*** Begin section ***
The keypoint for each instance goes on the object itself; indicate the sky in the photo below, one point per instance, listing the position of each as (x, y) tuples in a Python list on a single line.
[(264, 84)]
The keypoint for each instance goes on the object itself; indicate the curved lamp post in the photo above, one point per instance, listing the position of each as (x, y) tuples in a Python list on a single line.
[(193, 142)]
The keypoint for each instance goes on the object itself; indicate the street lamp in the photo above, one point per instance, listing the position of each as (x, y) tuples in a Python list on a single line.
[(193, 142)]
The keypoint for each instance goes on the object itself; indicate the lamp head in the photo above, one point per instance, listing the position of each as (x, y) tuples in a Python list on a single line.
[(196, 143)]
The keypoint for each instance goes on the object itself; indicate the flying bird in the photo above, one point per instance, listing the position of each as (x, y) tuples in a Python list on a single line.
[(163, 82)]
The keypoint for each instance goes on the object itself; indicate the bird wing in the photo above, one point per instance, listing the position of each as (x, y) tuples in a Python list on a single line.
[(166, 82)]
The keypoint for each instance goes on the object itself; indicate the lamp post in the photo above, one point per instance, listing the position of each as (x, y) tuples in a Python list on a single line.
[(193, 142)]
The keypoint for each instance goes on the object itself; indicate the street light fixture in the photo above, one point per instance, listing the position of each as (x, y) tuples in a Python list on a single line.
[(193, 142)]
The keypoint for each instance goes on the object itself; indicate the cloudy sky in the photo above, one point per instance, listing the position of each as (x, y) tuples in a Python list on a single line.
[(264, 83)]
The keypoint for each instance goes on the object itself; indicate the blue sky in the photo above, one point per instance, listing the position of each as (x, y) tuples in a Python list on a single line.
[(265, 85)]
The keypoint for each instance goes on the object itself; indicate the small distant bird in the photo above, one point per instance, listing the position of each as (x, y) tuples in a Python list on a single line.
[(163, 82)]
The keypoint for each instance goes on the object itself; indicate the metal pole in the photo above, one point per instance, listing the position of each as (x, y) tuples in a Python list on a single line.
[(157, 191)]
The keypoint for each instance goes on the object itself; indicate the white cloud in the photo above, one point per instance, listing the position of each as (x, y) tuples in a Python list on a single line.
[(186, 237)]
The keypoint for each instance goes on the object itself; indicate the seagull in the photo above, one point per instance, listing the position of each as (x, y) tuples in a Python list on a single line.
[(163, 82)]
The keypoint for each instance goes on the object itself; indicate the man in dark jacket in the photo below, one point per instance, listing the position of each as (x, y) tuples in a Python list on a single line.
*** End section ***
All of the entries should be written out again exactly.

— RESULT —
The keypoint for each instance goes on the object itself; indicate the sky in the photo below, one point per instance, listing the position of each as (x, y) tuples in a Python list on a single line.
[(264, 84)]
The keypoint for each instance goes on the object itself; indicate the curved lamp post in the photo above, one point per instance, listing the position of each as (x, y) tuples in a Python list on a single line.
[(193, 142)]
The keypoint for each instance goes on the object itself; indicate the street lamp in the photo above, one point per instance, listing the position of each as (x, y) tuples in a Python list on a single line.
[(193, 142)]
The keypoint for each instance goes on the object itself; indicate the lamp head in the photo above, one point per instance, listing the position of each as (x, y) tuples in a Python list on a single line.
[(196, 143)]
The keypoint for each instance goes on the object itself; indicate the flying bird in the photo above, one point per instance, listing the position of each as (x, y) tuples in a Python list on a single line.
[(163, 82)]
The keypoint for each instance goes on the object itself; indicate the bird wing in the photo above, one point per instance, listing the position of each as (x, y) tuples in a Python list on a single line.
[(166, 82)]
The keypoint for each instance goes on the object itself; indicate the lamp post in the photo above, one point per instance, listing the position of each as (x, y) tuples in a Python list on a single line.
[(193, 142)]
The keypoint for each instance goes on the object itself; indicate the street light fixture in the photo above, one point per instance, listing the position of each as (x, y) tuples in a Python list on a single line.
[(193, 142)]
The keypoint for each instance goes on the object itself; indicate the cloudy sky in the photo above, one point per instance, listing the position of each as (x, y) tuples in a Python list on a single line.
[(264, 83)]
The keypoint for each instance goes on the object itself; indicate the blue sky in the photo above, one point per instance, listing the position of each as (x, y) tuples in a Python list on a single line.
[(265, 85)]
The keypoint for each instance goes on the object itself; indicate the small distant bird in the photo above, one point per instance, listing the position of each as (x, y) tuples in a Python list on a single line.
[(163, 82)]
The keypoint for each instance goes on the object itself; indicate the metal pole in the photo above, one point per instance, listing the position of each as (x, y) tuples in a Python list on a single line.
[(157, 191)]
The keypoint for each instance goes on the object itself; indicate the white cloud in the photo above, one point per instance, listing the position of each as (x, y) tuples in a Python list on a single line.
[(186, 237)]
The keypoint for each instance goes on the object itself; indicate the seagull in the photo above, one point per instance, listing the position of each as (x, y) tuples in a Python list on a single line.
[(163, 82)]
The keypoint for each instance goes on the object itself; indicate the man in dark jacket in the photo below, one point per instance, listing the position of each as (x, y) tuples in a Python list on a single line.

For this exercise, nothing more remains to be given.